Pick each line that has "small" out of the records.

Records excerpted from a collection:

------

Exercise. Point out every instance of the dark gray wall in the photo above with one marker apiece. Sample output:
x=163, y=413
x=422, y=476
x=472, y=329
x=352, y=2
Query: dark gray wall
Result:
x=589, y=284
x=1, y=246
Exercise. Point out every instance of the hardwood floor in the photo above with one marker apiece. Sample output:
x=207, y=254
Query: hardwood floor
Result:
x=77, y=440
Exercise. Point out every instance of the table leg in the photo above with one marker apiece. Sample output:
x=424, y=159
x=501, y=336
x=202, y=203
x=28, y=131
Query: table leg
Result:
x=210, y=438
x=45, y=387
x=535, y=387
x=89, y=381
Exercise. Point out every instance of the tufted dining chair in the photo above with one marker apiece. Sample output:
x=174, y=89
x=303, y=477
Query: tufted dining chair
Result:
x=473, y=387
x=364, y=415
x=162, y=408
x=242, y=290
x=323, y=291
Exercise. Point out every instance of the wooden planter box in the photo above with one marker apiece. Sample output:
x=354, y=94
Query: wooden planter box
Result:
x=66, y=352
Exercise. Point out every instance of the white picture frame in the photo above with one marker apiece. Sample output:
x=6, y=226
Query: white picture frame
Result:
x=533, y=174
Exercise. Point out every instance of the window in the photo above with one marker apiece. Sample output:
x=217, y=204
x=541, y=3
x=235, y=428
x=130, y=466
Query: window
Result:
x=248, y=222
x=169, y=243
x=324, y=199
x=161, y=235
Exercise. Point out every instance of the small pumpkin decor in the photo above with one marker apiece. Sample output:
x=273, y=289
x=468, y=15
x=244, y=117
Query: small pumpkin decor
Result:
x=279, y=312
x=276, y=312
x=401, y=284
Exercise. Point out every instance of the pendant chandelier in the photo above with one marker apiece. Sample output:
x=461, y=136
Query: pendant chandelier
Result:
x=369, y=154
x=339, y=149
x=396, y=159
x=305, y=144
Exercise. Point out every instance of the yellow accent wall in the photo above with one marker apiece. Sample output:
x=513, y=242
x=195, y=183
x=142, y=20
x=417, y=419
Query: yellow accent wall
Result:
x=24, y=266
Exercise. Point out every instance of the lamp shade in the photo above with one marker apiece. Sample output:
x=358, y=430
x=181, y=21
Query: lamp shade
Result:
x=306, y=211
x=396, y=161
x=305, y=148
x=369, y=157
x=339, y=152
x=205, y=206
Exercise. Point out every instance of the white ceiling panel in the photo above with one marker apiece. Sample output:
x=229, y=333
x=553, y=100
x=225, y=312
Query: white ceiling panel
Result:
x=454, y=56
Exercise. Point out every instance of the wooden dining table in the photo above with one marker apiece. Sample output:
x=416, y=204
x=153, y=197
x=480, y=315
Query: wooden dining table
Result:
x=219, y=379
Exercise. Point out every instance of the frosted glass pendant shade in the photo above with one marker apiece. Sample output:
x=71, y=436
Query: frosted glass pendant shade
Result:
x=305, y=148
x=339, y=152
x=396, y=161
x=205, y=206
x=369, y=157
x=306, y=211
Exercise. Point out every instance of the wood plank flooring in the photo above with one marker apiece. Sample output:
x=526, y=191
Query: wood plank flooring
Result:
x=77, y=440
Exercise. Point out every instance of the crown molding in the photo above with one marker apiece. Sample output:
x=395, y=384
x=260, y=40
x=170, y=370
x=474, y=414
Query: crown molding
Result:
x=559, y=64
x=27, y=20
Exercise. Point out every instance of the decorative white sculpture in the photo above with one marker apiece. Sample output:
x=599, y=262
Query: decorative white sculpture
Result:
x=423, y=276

------

Response to the exercise —
Exercise. Point out every instance of the small pumpkin decor in the photo above with one marker apiece. Sample output:
Query: small pumpkin decor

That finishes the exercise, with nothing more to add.